JOHANNESBURG INTERIORS

Pages 333-356 | Published online: 26 Feb 2013
 

Abstract

Almost two decades into the post-apartheid era, inner-city Johannesburg – like much of South Africa – remains structured by deeply ingrained forms of physical and imaginative segregation. Building on architect Sarah Calburn's suggestion that one way to address these divisions would be to make the city's external or outside spaces feel more like domestic interiors as well as on the calls of writer Njabulo Ndebele for new forms of public intimacy, this article explores three distinct artistic projects that each attempt to push beyond segregation by opening up private homes for public perusal and/or making public space more intimate and home-like: Kgebetli Moele's novel Room 207, Christoph Gurk's performance art collection X Homes Johannesburg and Terry Kurgan's public photography/digital media experiment Hotel Yeoville. Working with concepts of home, hotels and hospitality, it theorizes the modes of ‘intimate exposure’ these projects enact as forms of hospitality or Derridean ‘hos(ti)pitality’ potentially capable of welcoming diverse groups into a shared public space while at the same time foregrounding inequalities in need of redress. While the role of artistic projects in shaping culture should not be overemphasized, the article also underscores how such works have emerged in contemporary South Africa as vibrant ways of thinking in public and thinking the public.

──────────────────────────────

- **WHAT YOU NEED TO DO**
1. Name each artistic project that the Johannesburg Interiors abstract says the article explores, along with its creator.
2. Carry on the Johannesburg Interiors abstract past its final sentence.
The lines after this point are separate material with no connection to the Johannesburg Interiors abstract.

- **SOURCE DATA**
──────────────────────────────

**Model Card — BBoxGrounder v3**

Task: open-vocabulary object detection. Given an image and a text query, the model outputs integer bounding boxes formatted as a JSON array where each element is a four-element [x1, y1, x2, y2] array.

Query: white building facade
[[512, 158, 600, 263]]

──────────────────────────────

- **RESULTS IN ORDER**
1.
- Room 207, a novel by Kgebetli Moele
- X Homes Johannesburg, a performance art collection by Christoph Gurk
- Hotel Yeoville, a public photography/digital media experiment by Terry Kurgan

2.
Notes

1. For more on Ndebele, see below. Liz McGregor and Sarah Nuttall's volume At Risk (Citation2007) is another key source for the idea of intimate exposure, which my use of the term ‘risky’ here references. In their introduction to At Risk, McGregor and Nuttall locate risk at the centre of post-apartheid culture, and define it and its importance in the following terms: ‘To take a risk is to embrace uncertainty; to accept the possibility of danger, distress or disaster. It is also an inherently creative act: without taking a risk, there is no prospect of surprise, change or unexpected gain … It is a way of taking on the unknown’ (Citation2007, p. 11). Finally, I should mention Neville Hoad's (Citation2007) work theorizing intimacy in the African context; Hoad usefully points out that the term ‘intimacies’ can function as ‘a frame for negotiating those various scales of analysis [transnational, national, local, personal] in the language of imagination and affect … bypass[ing] many of the difficulties in talking about the socially mediated experience of desire and embodiment in a global context that have plagued the older (and in many ways, more precise) vocabularies of psychoanalysis or anthropological reductions of these experiences to kinship patterns’ (Citation2007, pp. xxxii–xxxiii).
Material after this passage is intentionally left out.